— Begin Document excerpt —

Also understand that for $3000-ish, you can purchase a 85-inch diagonal flat screen TV that can produce 100% white at 3000 nits, on screen (about 875 fL). I'm not sure what the price of the Epson model you mentioned is, but if it happens to be their $5000 laser projector... check the lumens... if it is below 2000 lumens, you really need to downgrade your screen size ambitions to around 8 feet wide at most. If it is 2000-2500 lumens, 9 feet might work, but UHD/HDR will be better on the 8-foot screen. And if the lumen spec is 3000-3500, you could get away with 10 feet but again, the 8-foot screen would be better because it would be brighter. It used to be we setup projection systems so 100% white was 12 to 20 fL. That was for standard dynamic range... all the way up to 1080p.

With the advent of UHD HDR content, the general thought is 100% white should now be 32 fL for projection. So the flat screen TV option gets you 885 fL for 100% white, while the projection system can MAYBE do 32 fL for the same measurement. Now, you never see a screen-full of 877 fL white unless somebody made a mistake... because that is WAY WAY too bright, uncomfortably, look-away-from-the-screen bright. The way UHD/HDR works on bright video displays is that almost the entire image is presented between 0% white and 50% white. But on the 875 fL TV, 50% white is set to perhaps 35-40 fL. That's where 100% white was set for 1080p or 720p content. All the remaining light available to the flat panel TV is used to expand the colors that the TV can reproduce. That 875 fL TV will display pretty near 100% of the larger color space defined by the DCI/P3/D65 standard currently used for UHD/HDR content. The projector that produces 32 fL will be setup so that what USED TO BE 100% white at 16 fL nominally and the remaining light capability the projector has from 16.1 FL to 32 fL is used to expand the range of colors the projector can reproduce. Note that the projector has only 16 extra fL to expand the color gamut while the flat screen TV in this example has 830 or so fL that can be used to expand the color gamut for UHD/HDR content. Guess which one looks best while reproducing UHD/HDR content. It is this limited luminance capability of projection that is KILLING PROJECTION. We are already seeing LED screens the size of cinema projection screens. In 10 years, I think at least 50% of the worlds theaters will have direct-view displays without projection. Even if there were projection light sources that could put 875 fL on a projection screen, it would not work because all the reflected light from the screen will bounce around and a lot of it will go back on the screen reducing contrast and clarity of images. So projection relies on the room not being too bright in order for projection to work. UHD/HDR works better the brighter the video display is. Fact of life. You cannot "make" projection as good as direct view displays for UHD/HDR content--it is simply not physically possible. Some of these new LED screens are snap-together modules and the final screen can have FAR MORE resolution than 3840x2160 (UHD) even if the source is no higher than 4K, the images on these so-called modular screens will be as good as or better than what people can achieve at home.

— End Document excerpt —

> [Written exercise 1]:
Extract each line of the rows below that contains the string "fort", treating uppercase and lowercase as distinct.

— Begin Supplied information —

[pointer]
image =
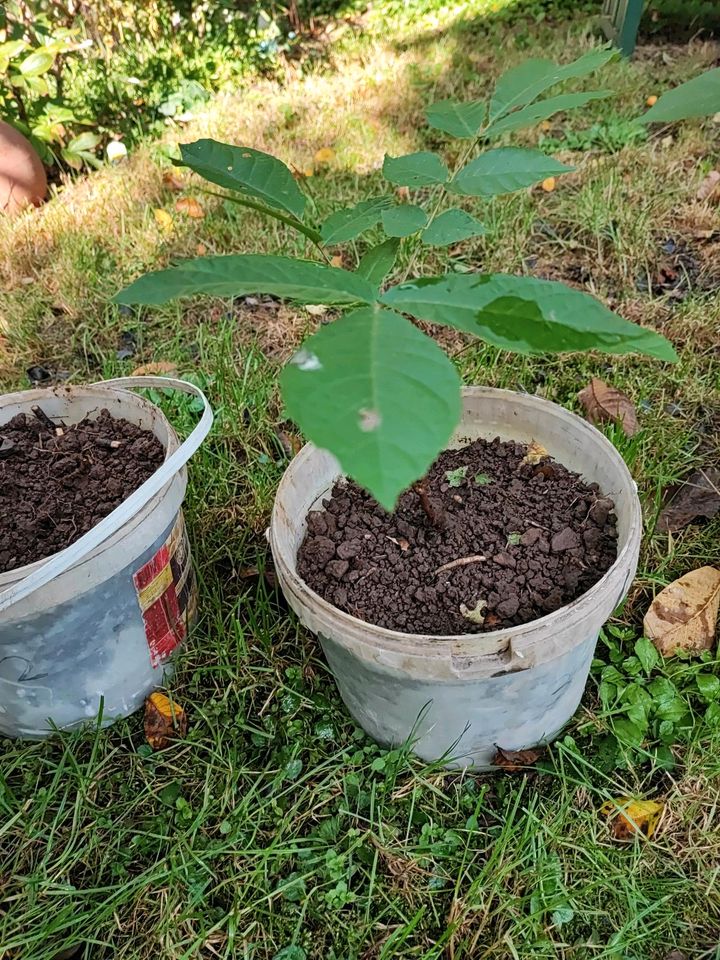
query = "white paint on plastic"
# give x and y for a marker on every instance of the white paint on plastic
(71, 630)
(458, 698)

— End Supplied information —
— Begin Supplied information —

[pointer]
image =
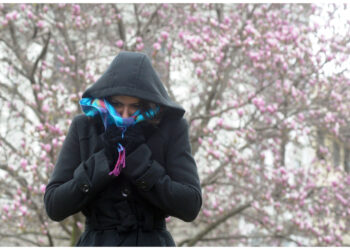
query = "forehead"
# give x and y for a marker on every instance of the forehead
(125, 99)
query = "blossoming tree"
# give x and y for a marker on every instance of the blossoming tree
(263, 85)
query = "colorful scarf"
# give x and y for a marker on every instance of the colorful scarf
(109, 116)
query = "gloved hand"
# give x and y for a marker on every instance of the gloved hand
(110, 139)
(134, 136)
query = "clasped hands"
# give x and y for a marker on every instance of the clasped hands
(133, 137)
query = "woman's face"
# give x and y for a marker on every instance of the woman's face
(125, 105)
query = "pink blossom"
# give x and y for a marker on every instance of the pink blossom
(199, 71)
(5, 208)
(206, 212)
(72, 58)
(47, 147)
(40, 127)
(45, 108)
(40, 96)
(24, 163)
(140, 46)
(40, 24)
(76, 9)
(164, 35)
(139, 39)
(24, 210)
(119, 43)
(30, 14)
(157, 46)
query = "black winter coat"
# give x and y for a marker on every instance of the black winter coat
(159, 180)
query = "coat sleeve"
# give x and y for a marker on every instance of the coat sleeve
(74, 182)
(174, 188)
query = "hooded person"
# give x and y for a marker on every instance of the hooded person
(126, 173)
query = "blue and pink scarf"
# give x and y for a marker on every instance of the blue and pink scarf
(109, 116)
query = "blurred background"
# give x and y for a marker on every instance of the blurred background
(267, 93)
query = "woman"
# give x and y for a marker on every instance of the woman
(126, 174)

— End Supplied information —
— Begin Supplied information —

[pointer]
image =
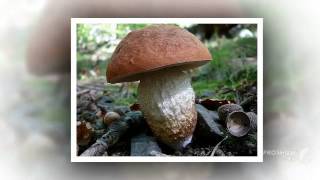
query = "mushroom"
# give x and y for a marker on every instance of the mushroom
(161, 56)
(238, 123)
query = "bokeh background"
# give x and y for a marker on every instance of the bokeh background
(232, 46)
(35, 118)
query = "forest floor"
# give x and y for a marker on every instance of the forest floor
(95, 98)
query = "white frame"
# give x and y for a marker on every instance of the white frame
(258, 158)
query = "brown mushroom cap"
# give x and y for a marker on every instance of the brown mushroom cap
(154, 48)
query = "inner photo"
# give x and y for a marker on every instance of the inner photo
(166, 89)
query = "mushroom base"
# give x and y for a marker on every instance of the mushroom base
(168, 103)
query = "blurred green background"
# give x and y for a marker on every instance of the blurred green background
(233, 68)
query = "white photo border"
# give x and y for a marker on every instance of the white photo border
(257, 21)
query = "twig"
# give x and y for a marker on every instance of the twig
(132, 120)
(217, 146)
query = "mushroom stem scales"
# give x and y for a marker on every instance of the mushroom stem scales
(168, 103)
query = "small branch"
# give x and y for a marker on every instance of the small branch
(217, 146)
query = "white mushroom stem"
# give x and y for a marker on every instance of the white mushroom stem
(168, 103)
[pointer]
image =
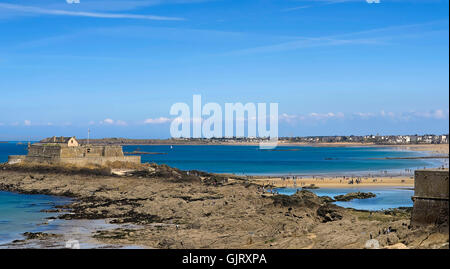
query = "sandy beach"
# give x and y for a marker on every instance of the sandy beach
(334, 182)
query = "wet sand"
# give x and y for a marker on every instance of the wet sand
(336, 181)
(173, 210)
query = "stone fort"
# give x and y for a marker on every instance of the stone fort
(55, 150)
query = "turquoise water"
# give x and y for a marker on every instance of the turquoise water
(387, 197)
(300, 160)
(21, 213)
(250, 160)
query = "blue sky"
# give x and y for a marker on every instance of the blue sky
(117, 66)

— End Supplied information —

> [Written exercise 2]:
Duplicate the passage above on projector brightness and UHD/HDR content from "Also understand that" up to and including "up to 1080p.".

> [Exercise response 1]:
query = "stone fort"
# give x and y for a marker on every instance of the stone fort

> [Exercise response 2]:
Also understand that for $3000-ish, you can purchase a 85-inch diagonal flat screen TV that can produce 100% white at 3000 nits, on screen (about 875 fL). I'm not sure what the price of the Epson model you mentioned is, but if it happens to be their $5000 laser projector... check the lumens... if it is below 2000 lumens, you really need to downgrade your screen size ambitions to around 8 feet wide at most. If it is 2000-2500 lumens, 9 feet might work, but UHD/HDR will be better on the 8-foot screen. And if the lumen spec is 3000-3500, you could get away with 10 feet but again, the 8-foot screen would be better because it would be brighter. It used to be we setup projection systems so 100% white was 12 to 20 fL. That was for standard dynamic range... all the way up to 1080p.